Bloco de texto:

Em verdade, dificilmente alguém verá um (pseudo) filósofo ou
pensador igualitário até mesmo se dispor a justificar suas crenças.
Nem Rousseau, nem qualquer dos iluministas fizeram algo similar, para
além de balbuciarem algumas semi-explicações insatisfatórias.
Em geral, tais
justificativas tentam se apoiar na noção de uma ‘Razão’ como
faculdade abstrata e universal. Ocorre que a tal ‘Razão’ como
faculdade abstrata tampouco existe. O que existe é a ‘Razão’
como instrumento cognitivo prático, a qual é tão universal aos
homens quanto sua ‘Altura’. Todos possuem alguma ‘Altura’.
Também, todos possuem algo como uma ‘Razão’. Porém, assim como
os homens possuem alturas variáveis, a qualidade desse instrumento
cognitivo chamado ‘Razão’, também é absolutamente individual e
variável entre os homens.
Não há, portanto,
qualquer parâmetro possível para um estabelecimento de uma
Igualdade entre os homens, a não ser recorrendo-se às superstições
teológicas. Repetindo mais claramente: A Igualdade é uma mentira,
uma farsa, um engodo, uma trapaça, uma tramoia. Não possui
qualquer fundamento real, jamais teve, nem jamais poderá ter. Quem
crê na ‘Igualdade’, ou está fingindo, ou simplesmente sofre de
dissonância cognitiva. As sociedades modernas estão, então,
fundadas numa farsa e são, consequentemente, eminentemente
decadentes e filosoficamente ‘más’.
A ‘Igualdade’ é uma
impossibilidade ontológica. Um ente é ele mesmo por conta de suas
características individuais. Eu sou ‘eu’, por conta daquilo que
me diferencia de tudo que é ‘não-Eu’.

O que fazer: Retome o texto sobre a igualdade logo depois da última frase e siga escrevendo no mesmo tom.

Material fornecido:
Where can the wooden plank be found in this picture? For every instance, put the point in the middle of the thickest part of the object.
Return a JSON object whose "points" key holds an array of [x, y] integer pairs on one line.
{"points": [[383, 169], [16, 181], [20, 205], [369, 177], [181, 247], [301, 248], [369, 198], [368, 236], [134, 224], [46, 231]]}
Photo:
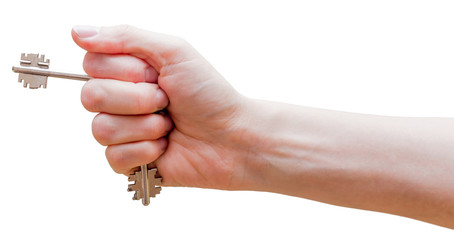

Resposta abaixo:
Toda a multiplicidade de
entes se realiza como multiplicidade pela Diferença, pela
Individualidade. Assim, retirando-se os elementos individuais, a
‘Diferença’, que é o meio de alcançarmos a ‘Igualdade’, a
partir do momento que tivermos dois entes idênticos, não teremos
mais dois entes, mas apenas um.
Se a Diferenciação é o
que gera a multiplicidade de entes, ou seja, aquilo a que chamamos
‘Universo’, ‘Realidade’, a desconstrução das diferenças
entre os entes só pode ser vista como uma tentativa de se engajar em
um processo de destruição do Universo. O ‘Igualitarismo’, é
uma teologia ‘Anti-Vida’, uma teologia da destruição.
Não possuindo base
natural, ou seja, real, o Mito da Igualdade só pode se sustentar por
meio da coação oficial do Estado, ou por meio das formas difusas de
coação, originadas da infraestrutura social, principalmente dos
meios de comunicação e da educação. A principal demência
derivada do Mito da Igualdade consiste exatamente na crença de que
‘se não há igualdade, isso é um erro, pois deveria haver’, e
agir com base nesse preceito teológico, sustentando e tentando impor
a ‘Igualdade’ frente a uma Realidade indiferente e hostil aos
retardos supersticiosos dos homens.
‘Se não há igualdade,
deveria haver’. Por quê? Por quê deveria haver igualdade? De onde
se pode retirar a legitimidade para se estabelecer como Juiz da
Natureza? Não se pode. Isso não existe onde há qualquer tipo de
reflexão autêntica. E como se pode derivar um ‘dever ser’, de
um ‘não ser’? Não se pode. Não há qualquer elo de
necessidade, seja lógico, ontológico ou existencial, entre esses
dois juízos.
Inevitavelmente, a única
fundação possível, a única fonte de legitimidade para esse juízo
falso, é novamente a teologia cristã, a superstição bárbara. Se
os homens possuem uma ‘essência’ igual.
Se todos os homens são
iguais em um plano abstrato, seja teológico, seja racional, então
se deve fazer o possível para atualizar essa potência igualitária
metafísica na realidade, como se estivesse a criar um ‘Paraíso na
Terra’, como se quisesse promover a materialização da ‘Jerusalém
Celeste’.
Vê-se, portanto, que o
‘Mito da Igualdade’ possui fortes características messiânicas e
escatológicas, principalmente por estar intimamente associado a
outro Mito, o do ‘Progresso’.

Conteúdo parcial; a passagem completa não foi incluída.